**REQUIRED TASKS:**
1. In the commit email, which issue does the change fix?
2. Give the name of every file the commit email lists as changed.

**EXTRACT PROVIDED:**
────────
This is an automated email from the ASF dual-hosted git repository.
kturner pushed a commit to branch main
in repository https://gitbox.apache.org/repos/asf/accumulo.git
The following commit(s) were added to refs/heads/main by this push:
new 632dbc2ed0 limits memory and cpu used by compaction reservation
request (#5185)
632dbc2ed0 is described below
commit 632dbc2ed0d7bfed30a2f9da7053257b07720962
Author: Keith Turner <[email protected]>
AuthorDate: Sun Dec 15 14:27:19 2024 -0500
limits memory and cpu used by compaction reservation request (#5185)
Added threads pools to execute compaction reservation request in order
to limit memory and cpu used by executing reservations. Request queued up
for the pool could still potentially use a lot of memory. Did two
things to control memory of things in the queue. First only allow a
compactor process to have one reservation processing at time. Second
made the data related to a resevation request a soft reference which
should allow it be garbage collected if memory gets low while it sitting
in the queue. Once the request starts executing it obtains a strong
refrence to the data so it can no longer be garbage collected.
fixes #5177
---
.../org/apache/accumulo/core/conf/Property.java | 12 ++
.../core/util/threads/ThreadPoolNames.java | 3 +
.../accumulo/core/util/threads/ThreadPools.java | 24 +++
.../coordinator/CompactionCoordinator.java | 211 +++++++++++++++------
4 files changed, 190 insertions(+), 60 deletions(-)
────────
**RECORDS:**

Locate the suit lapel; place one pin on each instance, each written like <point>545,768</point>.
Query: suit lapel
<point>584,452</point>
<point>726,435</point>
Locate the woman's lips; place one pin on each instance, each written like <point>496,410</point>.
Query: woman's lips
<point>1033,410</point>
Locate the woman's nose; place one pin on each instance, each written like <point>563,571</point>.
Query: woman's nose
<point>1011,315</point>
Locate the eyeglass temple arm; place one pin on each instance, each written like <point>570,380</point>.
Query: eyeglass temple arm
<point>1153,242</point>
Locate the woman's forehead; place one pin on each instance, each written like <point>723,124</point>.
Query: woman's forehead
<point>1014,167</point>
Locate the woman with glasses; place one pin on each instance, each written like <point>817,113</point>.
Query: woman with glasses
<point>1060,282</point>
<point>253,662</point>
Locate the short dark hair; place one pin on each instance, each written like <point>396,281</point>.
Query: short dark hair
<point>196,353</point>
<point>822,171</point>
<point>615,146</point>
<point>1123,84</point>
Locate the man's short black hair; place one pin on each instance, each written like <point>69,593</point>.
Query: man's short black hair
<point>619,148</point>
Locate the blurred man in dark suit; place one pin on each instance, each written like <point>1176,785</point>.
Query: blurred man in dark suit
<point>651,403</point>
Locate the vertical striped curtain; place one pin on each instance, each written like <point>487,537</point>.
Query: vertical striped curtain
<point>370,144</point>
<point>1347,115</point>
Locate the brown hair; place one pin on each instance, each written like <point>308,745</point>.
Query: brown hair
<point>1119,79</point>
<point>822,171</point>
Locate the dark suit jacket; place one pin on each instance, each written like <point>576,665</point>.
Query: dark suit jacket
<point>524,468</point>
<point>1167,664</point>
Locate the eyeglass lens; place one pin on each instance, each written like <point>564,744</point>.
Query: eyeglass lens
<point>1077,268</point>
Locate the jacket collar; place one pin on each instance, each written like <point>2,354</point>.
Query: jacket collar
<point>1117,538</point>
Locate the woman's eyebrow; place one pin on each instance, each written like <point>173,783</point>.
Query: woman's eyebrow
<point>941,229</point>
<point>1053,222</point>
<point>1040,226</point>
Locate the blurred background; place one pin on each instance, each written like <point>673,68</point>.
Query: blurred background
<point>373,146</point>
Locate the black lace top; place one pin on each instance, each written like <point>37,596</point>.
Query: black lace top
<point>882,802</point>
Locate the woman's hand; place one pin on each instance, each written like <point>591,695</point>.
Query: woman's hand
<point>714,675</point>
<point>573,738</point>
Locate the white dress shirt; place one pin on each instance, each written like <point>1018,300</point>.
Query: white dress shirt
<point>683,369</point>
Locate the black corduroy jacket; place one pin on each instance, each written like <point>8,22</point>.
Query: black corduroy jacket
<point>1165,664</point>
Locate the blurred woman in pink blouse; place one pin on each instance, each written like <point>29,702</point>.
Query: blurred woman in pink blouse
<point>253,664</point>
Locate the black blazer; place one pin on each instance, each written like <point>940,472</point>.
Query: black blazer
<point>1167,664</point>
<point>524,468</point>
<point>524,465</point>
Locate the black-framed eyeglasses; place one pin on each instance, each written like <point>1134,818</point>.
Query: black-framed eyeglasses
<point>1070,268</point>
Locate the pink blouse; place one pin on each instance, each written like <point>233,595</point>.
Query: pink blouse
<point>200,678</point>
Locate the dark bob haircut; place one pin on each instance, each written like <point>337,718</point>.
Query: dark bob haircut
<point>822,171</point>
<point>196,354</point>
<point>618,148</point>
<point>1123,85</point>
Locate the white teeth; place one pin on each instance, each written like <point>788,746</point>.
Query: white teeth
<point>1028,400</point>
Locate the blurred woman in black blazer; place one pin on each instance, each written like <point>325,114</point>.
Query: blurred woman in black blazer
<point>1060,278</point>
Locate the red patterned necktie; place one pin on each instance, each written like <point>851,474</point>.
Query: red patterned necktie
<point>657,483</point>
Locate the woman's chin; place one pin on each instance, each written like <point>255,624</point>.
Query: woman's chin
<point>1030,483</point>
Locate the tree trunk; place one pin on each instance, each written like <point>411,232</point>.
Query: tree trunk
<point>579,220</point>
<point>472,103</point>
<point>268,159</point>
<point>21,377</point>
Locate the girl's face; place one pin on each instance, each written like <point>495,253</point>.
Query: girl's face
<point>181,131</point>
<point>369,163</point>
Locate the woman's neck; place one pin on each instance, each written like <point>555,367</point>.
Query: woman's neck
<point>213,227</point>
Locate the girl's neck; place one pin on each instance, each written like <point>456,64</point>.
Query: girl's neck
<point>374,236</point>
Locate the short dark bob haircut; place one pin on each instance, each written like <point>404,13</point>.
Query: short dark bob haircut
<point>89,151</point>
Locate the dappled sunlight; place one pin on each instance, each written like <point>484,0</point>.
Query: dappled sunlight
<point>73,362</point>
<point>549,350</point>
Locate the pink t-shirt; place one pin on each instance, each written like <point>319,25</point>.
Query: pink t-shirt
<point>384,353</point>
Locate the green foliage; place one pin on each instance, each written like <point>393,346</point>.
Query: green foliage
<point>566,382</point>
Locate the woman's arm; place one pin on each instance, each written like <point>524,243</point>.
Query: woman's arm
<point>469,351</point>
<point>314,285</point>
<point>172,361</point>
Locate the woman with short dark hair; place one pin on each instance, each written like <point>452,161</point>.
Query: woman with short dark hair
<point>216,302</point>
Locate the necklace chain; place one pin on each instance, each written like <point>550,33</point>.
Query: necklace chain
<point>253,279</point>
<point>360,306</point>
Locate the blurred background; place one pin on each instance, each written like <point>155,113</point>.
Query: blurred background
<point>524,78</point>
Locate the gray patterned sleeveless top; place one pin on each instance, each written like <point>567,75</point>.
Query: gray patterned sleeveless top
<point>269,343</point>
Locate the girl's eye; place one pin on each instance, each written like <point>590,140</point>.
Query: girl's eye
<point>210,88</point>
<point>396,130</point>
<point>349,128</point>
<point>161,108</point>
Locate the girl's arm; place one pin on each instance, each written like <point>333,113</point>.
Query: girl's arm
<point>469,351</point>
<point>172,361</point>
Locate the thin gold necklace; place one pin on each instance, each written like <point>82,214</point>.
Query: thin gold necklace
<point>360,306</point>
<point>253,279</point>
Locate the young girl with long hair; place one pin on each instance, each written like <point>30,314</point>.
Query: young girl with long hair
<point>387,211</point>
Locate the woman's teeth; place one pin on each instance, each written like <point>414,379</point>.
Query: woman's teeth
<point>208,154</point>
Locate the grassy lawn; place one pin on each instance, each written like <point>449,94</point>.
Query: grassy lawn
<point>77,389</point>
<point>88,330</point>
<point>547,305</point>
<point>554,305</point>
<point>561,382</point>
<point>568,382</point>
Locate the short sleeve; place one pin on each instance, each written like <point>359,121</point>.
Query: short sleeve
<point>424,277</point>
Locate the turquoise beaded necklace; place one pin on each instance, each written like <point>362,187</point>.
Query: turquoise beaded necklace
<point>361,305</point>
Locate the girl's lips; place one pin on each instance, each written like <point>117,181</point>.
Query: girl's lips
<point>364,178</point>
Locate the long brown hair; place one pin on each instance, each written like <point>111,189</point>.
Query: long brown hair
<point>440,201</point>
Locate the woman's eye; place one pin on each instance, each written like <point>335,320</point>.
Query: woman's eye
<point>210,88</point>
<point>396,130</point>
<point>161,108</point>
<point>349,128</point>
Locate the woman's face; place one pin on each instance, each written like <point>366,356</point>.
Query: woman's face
────────
**ANSWERS TO THE EXERCISES:**
1. Issue #5177.

2. Property.java, ThreadPoolNames.java, ThreadPools.java, CompactionCoordinator.java